▸ **Given exercise 1**: Please return the stretch of the passage on earth walls in the rain from "You come in, and" through "for 2700 years!", copied word for word.
▸ **Given exercise 2**: Resume the passage on earth walls in the rain after its last sentence.

▸ **Selected text**:
:::
1. But what happens if it rains?
You come in, and look at the rain through the window! A properly built, earth-walled house is weather-proof, and resistant to weather damage. If you want to know what 'properly built' means, read the Earth Garden Building Book .
There is a rammed earth barn in the south of England that is over 400 years old. The roof burnt down 80 years ago, and was never repaired. The walls are still standing (they probably have a high content of lime).
The temples of Angkor Wat stand in the junge, in a very high-rainfall, tropical area. The earth walls, which receive constant maintenance, have been standing for hundreds of years.
Sennacherib built his great city of Nineveh in about 700 BC. Complete, undamaged mudbrick (adobe) buildings have been excavated. They have been lying underground, buried in sand, for 2700 years!
On the loess plains of China, people build endless mudbrick windbreaks that stand out in the open for many years. The top of the wall is sloped so that rainwater runs off, and they make a thatch from grass as a little roof.
I have often built experimental earth walls, trying out different techniques and materials. The wall is left out in the open, completely exposed to the weather. The poorest wall stood up to two wet winters before collapsing in a storm. The best stood there for five years without appreciable damage.
:::
▸ **Information shown**:
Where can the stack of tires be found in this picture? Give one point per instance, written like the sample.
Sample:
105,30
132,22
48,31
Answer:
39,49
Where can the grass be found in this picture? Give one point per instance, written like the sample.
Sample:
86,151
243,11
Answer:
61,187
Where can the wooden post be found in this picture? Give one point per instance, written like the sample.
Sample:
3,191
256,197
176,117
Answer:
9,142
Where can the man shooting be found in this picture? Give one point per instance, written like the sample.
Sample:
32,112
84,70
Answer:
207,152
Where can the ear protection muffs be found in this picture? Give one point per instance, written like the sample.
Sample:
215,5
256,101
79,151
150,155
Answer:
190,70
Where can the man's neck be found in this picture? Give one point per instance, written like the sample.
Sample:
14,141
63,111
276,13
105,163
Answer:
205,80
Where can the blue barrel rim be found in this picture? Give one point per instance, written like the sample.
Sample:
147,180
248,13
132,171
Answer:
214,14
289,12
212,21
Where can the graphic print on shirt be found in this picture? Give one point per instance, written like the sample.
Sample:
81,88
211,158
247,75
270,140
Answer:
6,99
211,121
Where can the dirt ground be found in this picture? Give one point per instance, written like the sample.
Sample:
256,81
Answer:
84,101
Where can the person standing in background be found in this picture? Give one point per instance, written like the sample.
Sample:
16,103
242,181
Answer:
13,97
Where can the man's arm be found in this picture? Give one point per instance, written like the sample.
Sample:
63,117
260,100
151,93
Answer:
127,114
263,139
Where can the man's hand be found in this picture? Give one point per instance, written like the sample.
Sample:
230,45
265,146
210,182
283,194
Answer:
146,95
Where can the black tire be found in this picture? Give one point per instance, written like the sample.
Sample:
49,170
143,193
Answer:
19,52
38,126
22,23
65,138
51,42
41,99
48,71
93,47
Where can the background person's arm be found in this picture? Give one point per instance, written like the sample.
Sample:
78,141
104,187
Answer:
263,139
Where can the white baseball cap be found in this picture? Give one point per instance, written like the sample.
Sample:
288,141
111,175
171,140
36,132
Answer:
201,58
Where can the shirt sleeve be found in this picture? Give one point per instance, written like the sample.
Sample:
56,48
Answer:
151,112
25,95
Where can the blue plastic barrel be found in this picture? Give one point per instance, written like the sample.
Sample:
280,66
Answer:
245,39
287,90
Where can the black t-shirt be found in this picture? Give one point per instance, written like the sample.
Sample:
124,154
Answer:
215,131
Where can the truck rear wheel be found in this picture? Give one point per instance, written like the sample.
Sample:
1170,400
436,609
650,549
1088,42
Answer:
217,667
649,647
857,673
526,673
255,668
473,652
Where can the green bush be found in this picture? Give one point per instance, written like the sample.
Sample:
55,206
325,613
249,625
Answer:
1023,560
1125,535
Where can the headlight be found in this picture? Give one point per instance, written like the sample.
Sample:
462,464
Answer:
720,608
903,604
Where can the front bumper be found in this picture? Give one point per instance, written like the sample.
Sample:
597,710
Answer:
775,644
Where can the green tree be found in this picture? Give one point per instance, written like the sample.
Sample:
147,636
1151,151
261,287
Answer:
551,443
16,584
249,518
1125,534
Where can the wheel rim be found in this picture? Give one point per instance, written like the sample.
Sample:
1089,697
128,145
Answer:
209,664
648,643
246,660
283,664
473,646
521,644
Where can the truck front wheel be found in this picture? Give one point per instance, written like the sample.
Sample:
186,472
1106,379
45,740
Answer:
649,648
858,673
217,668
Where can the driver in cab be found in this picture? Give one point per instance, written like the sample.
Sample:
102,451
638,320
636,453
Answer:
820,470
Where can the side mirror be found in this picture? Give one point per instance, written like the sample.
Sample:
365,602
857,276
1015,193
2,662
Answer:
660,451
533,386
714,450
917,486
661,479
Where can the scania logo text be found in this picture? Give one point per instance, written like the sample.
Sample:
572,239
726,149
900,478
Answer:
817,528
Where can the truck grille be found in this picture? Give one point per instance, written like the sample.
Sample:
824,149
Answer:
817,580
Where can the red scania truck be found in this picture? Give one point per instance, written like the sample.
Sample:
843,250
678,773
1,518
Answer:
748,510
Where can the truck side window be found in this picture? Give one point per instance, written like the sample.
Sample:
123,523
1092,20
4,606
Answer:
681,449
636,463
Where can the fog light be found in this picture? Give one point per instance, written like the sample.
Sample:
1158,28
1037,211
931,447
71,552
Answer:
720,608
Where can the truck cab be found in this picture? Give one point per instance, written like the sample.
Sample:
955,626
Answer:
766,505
:::
▸ **Exercise output 1**:
You come in, and look at the rain through the window! A properly built, earth-walled house is weather-proof, and resistant to weather damage. If you want to know what 'properly built' means, read the Earth Garden Building Book .
There is a rammed earth barn in the south of England that is over 400 years old. The roof burnt down 80 years ago, and was never repaired. The walls are still standing (they probably have a high content of lime).
The temples of Angkor Wat stand in the junge, in a very high-rainfall, tropical area. The earth walls, which receive constant maintenance, have been standing for hundreds of years.
Sennacherib built his great city of Nineveh in about 700 BC. Complete, undamaged mudbrick (adobe) buildings have been excavated. They have been lying underground, buried in sand, for 2700 years!

▸ **Exercise output 2**:
2. Is it cheaper to use mudbricks?
Depends on what you define as a 'cost'. A CSIRO study showed that if you cost all materials and all labor, and do all work on site (no prefabricated components), a mudbrick house and a brick veneer house of the same size and design will cost exactly the same.
Mudbricks have a very high labor content. Rammed earth (pise) and poured earth (formwork cob) are much more efficient techniques. Depending on circumstances, they need between one-half to one-fifth of the labor content per volume of wall. Therefore, even if you pay for all labour, a rammed earth or poured earth house is cheaper than a brick veneer.
If you do some or all of the work yourself, you can trade off between time and cash. My house cost me $10,000 for materials, and nothing for labour (though I bartered work in various ways). Others have built even cheaper. Mudbricks are cheaper than other earth building techniques. Rammed earth often needs cement, and even a small proportion like 5% adds up when you build a whole house with 12 inch thick walls. Poured earth using sandly soil needs even more cement. Both these techniques need formwork, which also costs money.
3. What is better, adobe or pise?
Currently, I am displaying a section from the Earth Garden Building Book discussing this issue.
4. How much can I expect to pay for suitable soil?
use a self-propelling rotary hoe to break up the soil,
Earth Garden Building Book
Low environmental cost is one of the benefits of building with earth, provided you use the soil right there, on the site. Middleton, in Build your House of Earth estimated that all the exterior and interor walls of a mudbrick house can be built from six inches of soil removed from the site. Levelling a slightly sloping site will give you more than enough raw material for the walls, provided you don't mix up different layers. Or you can excavate a hole for an in-ground swimming pool.
Soil is heavy. Carting it around converts fossil fuel into air pollution.
A suitable technique can be found or developed for ANY soil.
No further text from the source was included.